Text segment
Of course not! That is absolutely ridiculous. What I do instead is continue to love him as he is. I keep eating healthy in front of him. Sometimes, when we are relaxed and there’s no pressure (not during meal time) I will share with him something I read or heard that day about the power of veggies or something about good health. I do not press him about it. I just share in a non-confrontational way when the opportunity presents itself.
Ok Church – here’s where I’m going with this. Why on God’s green earth do we think we can convert the world to Christianity with angry words, demonstrations of contempt, picket signs, twitter wars or hateful Facebook posts?
Let’s review the basics for the Church:
John 13:35 –
So now I am giving you a new commandment: Love each other. Just as I have loved you, you should love each other. Your LOVE for one another will prove to the world that you are my disciples.”
Ok, you’re right, this verse is about how believers should love believers. It isn’t about the world. So how does God look at the world?
John 3:16-17 –
For God LOVED the world so much that he gave his one and only Son, so that everyone who believes in him will not perish but have eternal life. God sent his Son into the world NOT to judge the world, but to save the world through him.
You’re right. People do a lot of awful things out in the world. They can be godless and do things that hurt the heart of God. But can I remind you of something else?

Recorded data
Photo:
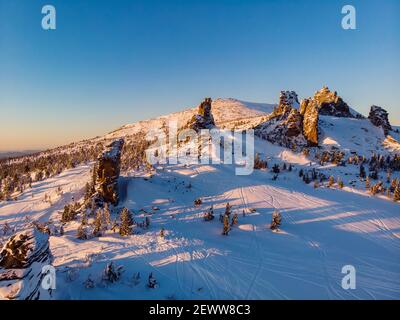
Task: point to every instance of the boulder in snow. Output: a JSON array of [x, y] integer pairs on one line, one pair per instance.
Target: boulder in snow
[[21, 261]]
--
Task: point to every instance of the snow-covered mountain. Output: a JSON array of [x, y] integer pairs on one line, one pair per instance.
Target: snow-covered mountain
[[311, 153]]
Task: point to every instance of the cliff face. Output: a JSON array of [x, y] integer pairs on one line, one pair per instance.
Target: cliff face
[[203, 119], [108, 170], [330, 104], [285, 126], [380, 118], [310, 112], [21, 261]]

What you should do
Transcribe the passage about loving the world instead of condemning it, word for word from start to finish.

Task response
Of course not! That is absolutely ridiculous. What I do instead is continue to love him as he is. I keep eating healthy in front of him. Sometimes, when we are relaxed and there’s no pressure (not during meal time) I will share with him something I read or heard that day about the power of veggies or something about good health. I do not press him about it. I just share in a non-confrontational way when the opportunity presents itself.
Ok Church – here’s where I’m going with this. Why on God’s green earth do we think we can convert the world to Christianity with angry words, demonstrations of contempt, picket signs, twitter wars or hateful Facebook posts?
Let’s review the basics for the Church:
John 13:35 –
So now I am giving you a new commandment: Love each other. Just as I have loved you, you should love each other. Your LOVE for one another will prove to the world that you are my disciples.”
Ok, you’re right, this verse is about how believers should love believers. It isn’t about the world. So how does God look at the world?
John 3:16-17 –
For God LOVED the world so much that he gave his one and only Son, so that everyone who believes in him will not perish but have eternal life. God sent his Son into the world NOT to judge the world, but to save the world through him.
You’re right. People do a lot of awful things out in the world. They can be godless and do things that hurt the heart of God. But can I remind you of something else?